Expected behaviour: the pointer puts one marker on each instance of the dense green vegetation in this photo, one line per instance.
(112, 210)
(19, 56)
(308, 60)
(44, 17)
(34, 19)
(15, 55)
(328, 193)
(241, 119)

***

Would you retype the full listing without altering a single word?

Expected behaviour: the pointer puts one marker on each instance of the dense green vegetation in this photo, one line per instance.
(112, 210)
(19, 56)
(308, 60)
(44, 17)
(34, 19)
(15, 55)
(328, 193)
(241, 119)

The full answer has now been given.